- **The task**: Put every line of the entries below into a Markdown table with two columns, No. and Line, numbering the rows in order and skipping blank lines. Leave the pictures out.

- **Dataset content**:
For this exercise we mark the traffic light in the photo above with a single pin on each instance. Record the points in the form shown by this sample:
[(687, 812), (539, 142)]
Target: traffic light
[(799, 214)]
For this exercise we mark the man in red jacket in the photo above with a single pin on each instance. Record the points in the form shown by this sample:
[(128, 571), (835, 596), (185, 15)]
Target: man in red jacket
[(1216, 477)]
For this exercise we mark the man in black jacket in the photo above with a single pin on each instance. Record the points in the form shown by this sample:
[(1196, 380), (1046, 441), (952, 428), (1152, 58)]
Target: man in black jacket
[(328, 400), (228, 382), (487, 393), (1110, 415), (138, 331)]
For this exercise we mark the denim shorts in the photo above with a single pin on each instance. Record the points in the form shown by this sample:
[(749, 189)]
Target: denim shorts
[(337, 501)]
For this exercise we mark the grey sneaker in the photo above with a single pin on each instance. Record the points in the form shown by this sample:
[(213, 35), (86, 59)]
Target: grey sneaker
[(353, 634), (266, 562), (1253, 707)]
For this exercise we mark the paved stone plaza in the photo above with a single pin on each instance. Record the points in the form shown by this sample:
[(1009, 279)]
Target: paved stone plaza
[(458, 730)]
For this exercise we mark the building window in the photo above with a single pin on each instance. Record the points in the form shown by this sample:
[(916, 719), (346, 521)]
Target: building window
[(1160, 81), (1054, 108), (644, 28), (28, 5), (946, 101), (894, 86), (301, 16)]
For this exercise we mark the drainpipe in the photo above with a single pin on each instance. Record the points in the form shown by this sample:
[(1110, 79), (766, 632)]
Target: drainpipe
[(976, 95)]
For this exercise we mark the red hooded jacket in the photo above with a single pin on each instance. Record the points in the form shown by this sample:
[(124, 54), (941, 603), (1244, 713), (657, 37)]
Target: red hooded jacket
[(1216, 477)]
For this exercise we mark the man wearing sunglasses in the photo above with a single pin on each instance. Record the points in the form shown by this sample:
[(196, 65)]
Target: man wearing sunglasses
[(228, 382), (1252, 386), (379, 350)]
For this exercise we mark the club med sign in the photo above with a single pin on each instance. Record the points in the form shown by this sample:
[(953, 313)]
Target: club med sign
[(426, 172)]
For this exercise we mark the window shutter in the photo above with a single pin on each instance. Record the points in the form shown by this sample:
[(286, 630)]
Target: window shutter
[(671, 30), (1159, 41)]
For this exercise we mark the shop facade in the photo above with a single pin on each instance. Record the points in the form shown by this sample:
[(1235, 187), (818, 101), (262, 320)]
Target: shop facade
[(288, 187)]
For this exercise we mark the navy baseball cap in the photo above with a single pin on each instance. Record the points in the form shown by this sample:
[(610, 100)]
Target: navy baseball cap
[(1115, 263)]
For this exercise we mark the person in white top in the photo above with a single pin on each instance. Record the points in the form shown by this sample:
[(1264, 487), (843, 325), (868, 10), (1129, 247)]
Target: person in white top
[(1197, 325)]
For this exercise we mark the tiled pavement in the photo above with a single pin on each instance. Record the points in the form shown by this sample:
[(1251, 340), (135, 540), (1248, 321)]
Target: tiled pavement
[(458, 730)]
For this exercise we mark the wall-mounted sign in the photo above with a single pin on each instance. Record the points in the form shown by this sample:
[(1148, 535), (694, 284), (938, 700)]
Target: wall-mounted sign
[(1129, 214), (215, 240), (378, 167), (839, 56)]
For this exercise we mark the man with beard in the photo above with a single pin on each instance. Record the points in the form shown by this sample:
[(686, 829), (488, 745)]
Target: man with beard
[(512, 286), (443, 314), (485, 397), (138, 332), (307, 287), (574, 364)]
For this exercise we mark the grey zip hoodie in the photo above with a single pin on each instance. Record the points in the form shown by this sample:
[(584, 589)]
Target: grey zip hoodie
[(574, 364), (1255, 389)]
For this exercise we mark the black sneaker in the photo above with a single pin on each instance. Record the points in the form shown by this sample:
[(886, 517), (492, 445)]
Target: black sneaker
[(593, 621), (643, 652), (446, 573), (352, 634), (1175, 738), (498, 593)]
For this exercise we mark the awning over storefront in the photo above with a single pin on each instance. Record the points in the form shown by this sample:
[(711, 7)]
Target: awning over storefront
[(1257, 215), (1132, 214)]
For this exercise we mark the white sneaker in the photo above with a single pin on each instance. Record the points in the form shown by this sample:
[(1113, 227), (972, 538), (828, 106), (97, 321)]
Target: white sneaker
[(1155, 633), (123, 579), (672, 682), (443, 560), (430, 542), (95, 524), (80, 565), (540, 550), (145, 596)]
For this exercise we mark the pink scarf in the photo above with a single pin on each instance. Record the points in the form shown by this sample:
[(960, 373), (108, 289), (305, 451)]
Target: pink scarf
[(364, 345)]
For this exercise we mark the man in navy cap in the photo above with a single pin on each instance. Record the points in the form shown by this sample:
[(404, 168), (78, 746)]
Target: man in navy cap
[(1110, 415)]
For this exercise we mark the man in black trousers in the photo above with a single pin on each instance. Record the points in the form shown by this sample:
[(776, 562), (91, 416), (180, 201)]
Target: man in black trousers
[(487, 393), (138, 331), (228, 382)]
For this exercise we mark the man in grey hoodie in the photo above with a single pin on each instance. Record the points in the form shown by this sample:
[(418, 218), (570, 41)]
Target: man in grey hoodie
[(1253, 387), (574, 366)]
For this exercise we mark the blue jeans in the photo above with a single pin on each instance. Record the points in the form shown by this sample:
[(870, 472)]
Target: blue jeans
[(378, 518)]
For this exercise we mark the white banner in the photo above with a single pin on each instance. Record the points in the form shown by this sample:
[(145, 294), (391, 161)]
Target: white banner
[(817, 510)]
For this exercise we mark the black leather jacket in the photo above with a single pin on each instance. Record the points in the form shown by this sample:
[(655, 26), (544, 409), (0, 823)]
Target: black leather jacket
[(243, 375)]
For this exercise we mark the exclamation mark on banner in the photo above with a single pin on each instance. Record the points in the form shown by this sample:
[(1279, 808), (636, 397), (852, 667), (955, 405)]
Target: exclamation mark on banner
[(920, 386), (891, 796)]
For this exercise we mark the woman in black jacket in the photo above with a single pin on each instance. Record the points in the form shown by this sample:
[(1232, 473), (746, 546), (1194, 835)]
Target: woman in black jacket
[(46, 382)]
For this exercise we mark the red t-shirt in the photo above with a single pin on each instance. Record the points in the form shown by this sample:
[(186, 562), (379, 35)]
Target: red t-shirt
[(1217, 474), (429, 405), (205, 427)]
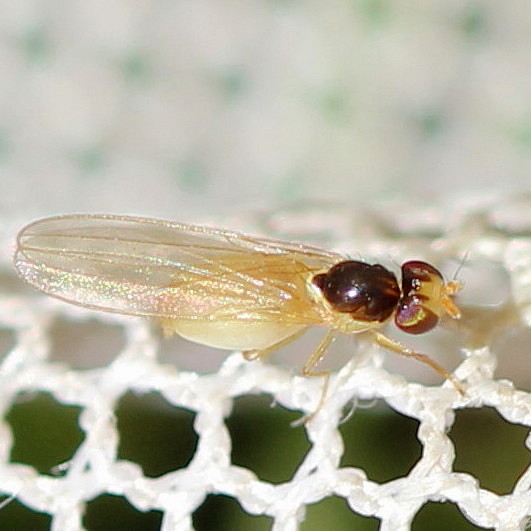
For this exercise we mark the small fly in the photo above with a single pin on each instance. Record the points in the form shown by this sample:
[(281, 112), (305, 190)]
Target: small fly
[(229, 290)]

- **The result**:
| No. | Line |
|---|---|
| 1 | For this exercise we mark the traffic light in the photo above with a single pin on each instance. Record the points in the form shown by this sample: |
| 2 | [(687, 812), (539, 142)] |
| 3 | Target: traffic light |
| 4 | [(799, 214)] |
| 5 | For this exercise we mark the man in red jacket in the photo above with a single pin on each instance. Record the points in the form shown by this sample: |
| 6 | [(128, 571), (835, 596), (185, 15)] |
| 7 | Target: man in red jacket |
| 8 | [(1216, 477)] |
| 9 | For this exercise we mark the man in black jacket in the photo above with a single pin on each instance. Record the points in the form shown by this sample: |
| 10 | [(1196, 380), (1046, 441), (952, 428), (1152, 58)] |
| 11 | Target: man in black jacket |
| 12 | [(328, 400), (228, 382), (487, 393), (1110, 415), (138, 331)] |
| 13 | For this exercise we mark the denim shorts in the photo above with a single pin on each instance. Record the points in the form shown by this sample: |
| 14 | [(749, 189)] |
| 15 | Target: denim shorts |
| 16 | [(337, 501)] |
| 17 | For this exercise we mark the grey sneaker in the photo above with a single pin on each instance. Record the points in the form shown by this sample: |
| 18 | [(213, 35), (86, 59)] |
| 19 | Target: grey sneaker |
| 20 | [(353, 634), (266, 562), (1253, 707)] |
| 21 | For this exercise we mark the paved stone plaza in the photo above with a single pin on each instance. Record the points in the form shown by this sample: |
| 22 | [(1009, 279)] |
| 23 | Target: paved stone plaza |
| 24 | [(458, 730)] |
| 25 | For this exercise we mark the building window in the photo above with a single pin on each instance. Record the points in the form shown by this sample: |
| 26 | [(916, 719), (346, 521)] |
| 27 | Target: building window |
| 28 | [(1160, 81), (1054, 108), (644, 28), (28, 5), (946, 101), (894, 86), (301, 16)] |
| 29 | For this exercise we mark the drainpipe in the photo above with a single pin on each instance. Record the points in the form shown by this sample: |
| 30 | [(1110, 79), (766, 632)] |
| 31 | Target: drainpipe |
| 32 | [(976, 95)] |
| 33 | For this exercise we mark the red hooded jacket in the photo above with a single pin on each instance. Record the points in the form shown by this sample: |
| 34 | [(124, 54), (941, 603), (1244, 713), (657, 37)] |
| 35 | Target: red hooded jacket |
| 36 | [(1216, 477)] |
| 37 | For this exercise we mark the man wearing sunglasses in the photo above with a single pin on each instance. Record the points in the form shown by this sample: |
| 38 | [(196, 65)] |
| 39 | Target: man wearing sunglasses |
| 40 | [(228, 382), (1252, 386), (379, 350)] |
| 41 | For this exercise we mark the club med sign in the photo above with a single pin on each instance. Record the points in the form shown by this sample: |
| 42 | [(953, 313)] |
| 43 | Target: club med sign |
| 44 | [(426, 172)] |
| 45 | For this exercise we mark the window shutter in the photo above with a single pin on each instance. Record the points in the form shown by this sample: |
| 46 | [(286, 630)] |
| 47 | Target: window shutter |
| 48 | [(671, 30), (1159, 41)] |
| 49 | For this exercise we mark the shop facade in the photo above with a single pin on each instance. Record the points in the form shown by this sample: |
| 50 | [(1235, 187), (818, 101), (262, 320)] |
| 51 | Target: shop facade |
| 52 | [(288, 187)] |
| 53 | For this exercise we mark the navy baseball cap in the photo above with a single pin on each instance. Record the points in the form shown by this sample: |
| 54 | [(610, 100)] |
| 55 | Target: navy baseball cap |
| 56 | [(1115, 263)] |
| 57 | For this exercise we mark the person in white top in the photo above with a single pin on each instance. Record the points in the form shown by this sample: |
| 58 | [(1264, 487), (843, 325), (868, 10), (1129, 247)] |
| 59 | Target: person in white top |
| 60 | [(1197, 325)] |
| 61 | For this exercise we mark the tiled pavement in the photo above with a single pin on each instance. Record the points in the form shown by this sample: |
| 62 | [(1251, 340), (135, 540), (1248, 321)] |
| 63 | Target: tiled pavement |
| 64 | [(458, 730)] |
| 65 | For this exercise we mark the wall-mounted sign in the photo above with a single pin on each instance. Record the points in the form shown by this sample: |
| 66 | [(1148, 535), (694, 284), (938, 700)] |
| 67 | Target: wall-mounted sign |
| 68 | [(1129, 214), (215, 240), (378, 167), (839, 56)] |
| 69 | For this exercise we mark the man with beard in the photo above with a single pin on each instance. Record the points in the form shown by this sample: |
| 70 | [(686, 829), (488, 745)] |
| 71 | Target: man with beard |
| 72 | [(512, 286), (443, 314), (485, 397), (138, 332), (307, 287), (574, 364)] |
| 73 | For this exercise we mark the grey zip hoodie in the photo above with a single pin on each instance. Record the points in the form shown by this sample: |
| 74 | [(584, 589)] |
| 75 | Target: grey zip hoodie |
| 76 | [(574, 364), (1255, 389)] |
| 77 | For this exercise we mark the black sneaker in the photo above with a single pin on each instance. Record the points in the form shown by this sample: |
| 78 | [(886, 517), (492, 445)] |
| 79 | Target: black sneaker |
| 80 | [(593, 621), (643, 652), (446, 573), (352, 634), (1175, 738), (498, 593)] |
| 81 | For this exercise we mark the awning over storefront in the photo above with a single pin on each instance. Record the points in the form shown by this sample: |
| 82 | [(711, 7)] |
| 83 | Target: awning over storefront |
| 84 | [(1257, 215), (1132, 214)] |
| 85 | For this exercise we mark the white sneaker in the photo above with a single pin on each instance. Record the points in the form shown by this sample: |
| 86 | [(1113, 227), (972, 538), (828, 106), (97, 321)] |
| 87 | Target: white sneaker |
| 88 | [(1155, 633), (123, 579), (672, 682), (443, 560), (430, 542), (95, 524), (80, 565), (540, 550), (145, 596)] |
| 89 | For this exercise we mark the pink scarf in the photo above with a single pin on each instance. Record the points in the form shown by this sample: |
| 90 | [(960, 373), (108, 289), (305, 451)] |
| 91 | Target: pink scarf |
| 92 | [(364, 345)] |
| 93 | For this exercise we mark the man in navy cap in the photo above with a single pin on each instance. Record the points in the form shown by this sample: |
| 94 | [(404, 168), (78, 746)] |
| 95 | Target: man in navy cap |
| 96 | [(1110, 415)] |
| 97 | For this exercise we mark the man in black trousers in the photo above with a single pin on each instance. Record the points in the form shown by this sample: |
| 98 | [(776, 562), (91, 416), (180, 201)] |
| 99 | Target: man in black trousers |
| 100 | [(487, 393), (138, 331), (228, 382)] |
| 101 | For this exercise we mark the man in grey hoodie in the photo above with a single pin on each instance. Record the points in the form shown by this sample: |
| 102 | [(418, 218), (570, 41)] |
| 103 | Target: man in grey hoodie |
| 104 | [(1253, 387), (574, 366)] |
| 105 | For this exercise we mark the blue jeans in the photo above with a single pin on each instance. Record the points in the form shown by this sample: |
| 106 | [(870, 472)] |
| 107 | Target: blue jeans |
| 108 | [(378, 518)] |
| 109 | For this exercise we mark the white banner in the photo above with a single pin on each instance. Record the points in the form shown by this sample: |
| 110 | [(145, 294), (391, 161)] |
| 111 | Target: white banner |
| 112 | [(817, 510)] |
| 113 | For this exercise we mark the black leather jacket in the photo above with a single pin on each instance. Record the points in the form shown by this sample: |
| 114 | [(655, 26), (544, 409), (0, 823)] |
| 115 | Target: black leather jacket |
| 116 | [(243, 375)] |
| 117 | For this exercise we mark the exclamation mark on banner in the photo above with a single pin on each instance. Record the points in the form shown by this sample: |
| 118 | [(1279, 808), (636, 397), (852, 667), (955, 405)] |
| 119 | Target: exclamation mark on banner |
| 120 | [(920, 386), (891, 796)] |
| 121 | For this exercise we mark the woman in black jacket in the photo above with a single pin on each instance. Record the points in the form shown by this sample: |
| 122 | [(1232, 473), (746, 546), (1194, 835)] |
| 123 | Target: woman in black jacket |
| 124 | [(46, 382)] |
| 125 | For this exercise we mark the red t-shirt in the photo above with a single pin on each instance. Record the points in the form shown by this sample: |
| 126 | [(186, 562), (379, 35)] |
| 127 | Target: red t-shirt |
| 128 | [(1217, 474), (429, 405), (205, 427)] |
| 129 | For this exercise we mark the small fly in the photo above with a single pin on each instance. Record the points in the form shown by this sample: |
| 130 | [(281, 112), (305, 190)] |
| 131 | Target: small fly |
| 132 | [(229, 290)] |